Stored data entries
——————————
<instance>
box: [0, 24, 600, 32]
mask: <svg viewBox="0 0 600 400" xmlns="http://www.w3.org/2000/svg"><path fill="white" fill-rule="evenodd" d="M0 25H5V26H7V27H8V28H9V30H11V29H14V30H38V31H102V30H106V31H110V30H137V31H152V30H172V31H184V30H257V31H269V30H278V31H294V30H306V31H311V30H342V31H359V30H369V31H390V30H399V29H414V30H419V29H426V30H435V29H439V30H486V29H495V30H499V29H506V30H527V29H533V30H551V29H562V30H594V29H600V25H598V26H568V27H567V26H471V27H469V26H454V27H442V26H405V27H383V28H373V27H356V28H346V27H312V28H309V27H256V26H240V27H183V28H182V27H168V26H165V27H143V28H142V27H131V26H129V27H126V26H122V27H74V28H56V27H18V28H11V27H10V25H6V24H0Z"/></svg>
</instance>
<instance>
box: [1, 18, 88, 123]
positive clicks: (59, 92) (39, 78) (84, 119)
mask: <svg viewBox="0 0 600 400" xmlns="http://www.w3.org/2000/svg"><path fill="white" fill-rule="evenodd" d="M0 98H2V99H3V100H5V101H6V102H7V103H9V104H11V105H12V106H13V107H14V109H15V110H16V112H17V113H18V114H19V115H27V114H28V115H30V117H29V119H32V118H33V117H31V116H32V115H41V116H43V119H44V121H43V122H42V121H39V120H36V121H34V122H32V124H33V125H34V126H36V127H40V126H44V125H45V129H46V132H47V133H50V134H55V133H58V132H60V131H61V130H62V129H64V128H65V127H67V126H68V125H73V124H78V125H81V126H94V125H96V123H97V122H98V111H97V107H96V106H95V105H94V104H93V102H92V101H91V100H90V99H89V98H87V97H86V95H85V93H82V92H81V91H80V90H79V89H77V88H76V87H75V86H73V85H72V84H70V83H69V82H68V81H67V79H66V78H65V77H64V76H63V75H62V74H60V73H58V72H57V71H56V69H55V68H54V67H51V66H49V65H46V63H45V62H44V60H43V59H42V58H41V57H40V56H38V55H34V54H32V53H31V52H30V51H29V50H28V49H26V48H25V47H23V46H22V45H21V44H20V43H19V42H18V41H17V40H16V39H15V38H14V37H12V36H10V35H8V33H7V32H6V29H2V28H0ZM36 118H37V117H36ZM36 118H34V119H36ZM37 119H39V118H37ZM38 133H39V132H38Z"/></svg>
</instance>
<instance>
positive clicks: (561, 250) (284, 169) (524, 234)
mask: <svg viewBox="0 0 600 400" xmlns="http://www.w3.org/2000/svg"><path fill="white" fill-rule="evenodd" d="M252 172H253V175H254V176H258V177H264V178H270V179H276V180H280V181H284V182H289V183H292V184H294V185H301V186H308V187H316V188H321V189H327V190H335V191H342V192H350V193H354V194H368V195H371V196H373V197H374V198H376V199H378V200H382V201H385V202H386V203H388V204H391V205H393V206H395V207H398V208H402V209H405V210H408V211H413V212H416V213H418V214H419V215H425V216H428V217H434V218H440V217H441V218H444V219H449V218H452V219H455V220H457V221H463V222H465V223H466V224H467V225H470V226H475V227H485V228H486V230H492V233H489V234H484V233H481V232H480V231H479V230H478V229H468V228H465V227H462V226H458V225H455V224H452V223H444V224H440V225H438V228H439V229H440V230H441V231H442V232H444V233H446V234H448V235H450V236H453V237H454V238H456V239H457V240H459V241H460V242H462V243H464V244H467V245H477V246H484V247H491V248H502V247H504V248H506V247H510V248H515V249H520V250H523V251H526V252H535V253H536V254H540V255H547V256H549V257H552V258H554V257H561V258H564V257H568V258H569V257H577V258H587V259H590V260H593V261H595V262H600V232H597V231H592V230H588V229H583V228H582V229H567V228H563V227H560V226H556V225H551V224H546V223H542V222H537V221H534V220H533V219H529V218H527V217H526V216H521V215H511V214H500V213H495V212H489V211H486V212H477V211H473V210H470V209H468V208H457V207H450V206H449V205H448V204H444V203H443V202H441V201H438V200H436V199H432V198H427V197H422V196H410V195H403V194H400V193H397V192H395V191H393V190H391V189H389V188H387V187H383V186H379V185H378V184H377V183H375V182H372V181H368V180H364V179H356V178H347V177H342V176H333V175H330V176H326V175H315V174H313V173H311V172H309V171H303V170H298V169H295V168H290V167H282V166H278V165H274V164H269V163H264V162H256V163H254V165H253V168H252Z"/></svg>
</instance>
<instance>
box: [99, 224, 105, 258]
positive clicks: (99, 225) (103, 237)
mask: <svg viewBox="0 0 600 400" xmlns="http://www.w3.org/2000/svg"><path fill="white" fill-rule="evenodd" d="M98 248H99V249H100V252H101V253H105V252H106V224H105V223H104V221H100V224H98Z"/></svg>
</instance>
——————————
→ **EXERCISE DESCRIPTION**
Can you express everything from the start of the material down to and including the line containing "positive clicks: (561, 250)" as a JSON list of strings, one string per line, with blank lines left out?

→ **EXERCISE SOLUTION**
[
  "<instance>",
  "box: [0, 24, 600, 32]",
  "mask: <svg viewBox=\"0 0 600 400\" xmlns=\"http://www.w3.org/2000/svg\"><path fill=\"white\" fill-rule=\"evenodd\" d=\"M0 25H5V26H7V27H8V28H9V30H11V29H14V30H38V31H102V30H106V31H110V30H137V31H152V30H172V31H184V30H257V31H269V30H278V31H294V30H306V31H311V30H342V31H359V30H369V31H390V30H399V29H414V30H419V29H426V30H435V29H439V30H486V29H495V30H499V29H506V30H527V29H533V30H551V29H562V30H594V29H600V25H598V26H568V27H567V26H471V27H469V26H454V27H442V26H405V27H383V28H373V27H356V28H346V27H312V28H309V27H256V26H240V27H183V28H182V27H168V26H165V27H143V28H142V27H131V26H129V27H126V26H122V27H74V28H56V27H18V28H11V27H10V25H6V24H0Z\"/></svg>",
  "</instance>",
  "<instance>",
  "box: [1, 18, 88, 123]",
  "positive clicks: (59, 92) (39, 78) (84, 119)",
  "mask: <svg viewBox=\"0 0 600 400\" xmlns=\"http://www.w3.org/2000/svg\"><path fill=\"white\" fill-rule=\"evenodd\" d=\"M0 98H2V99H3V100H5V101H6V102H7V103H9V104H11V105H12V106H13V107H14V109H15V110H16V112H17V113H18V114H19V115H27V114H28V115H30V117H29V119H32V118H33V117H31V116H32V115H41V116H43V119H44V121H43V122H42V121H39V120H36V121H34V122H32V124H33V125H34V126H36V127H40V126H44V125H45V129H46V132H47V133H50V134H55V133H58V132H60V131H61V130H62V129H64V128H65V127H67V126H68V125H73V124H78V125H81V126H94V125H96V123H97V122H98V111H97V107H96V106H95V105H94V104H93V102H92V101H91V100H90V99H89V98H87V97H86V95H85V93H82V92H81V91H80V90H79V89H77V88H76V87H75V86H73V85H72V84H70V83H69V82H68V81H67V79H66V78H65V77H64V76H63V75H62V74H60V73H58V72H57V71H56V69H55V68H54V67H51V66H49V65H46V63H45V62H44V60H43V59H42V58H41V57H40V56H38V55H34V54H32V53H31V52H30V51H29V50H28V49H26V48H25V47H23V46H22V45H21V44H20V43H19V42H18V41H17V40H16V39H15V38H14V37H12V36H10V35H8V33H7V32H6V29H2V28H0ZM36 118H37V117H36ZM36 118H34V119H36ZM37 119H39V118H37ZM38 133H39V132H38Z\"/></svg>",
  "</instance>",
  "<instance>",
  "positive clicks: (561, 250) (284, 169) (524, 234)"
]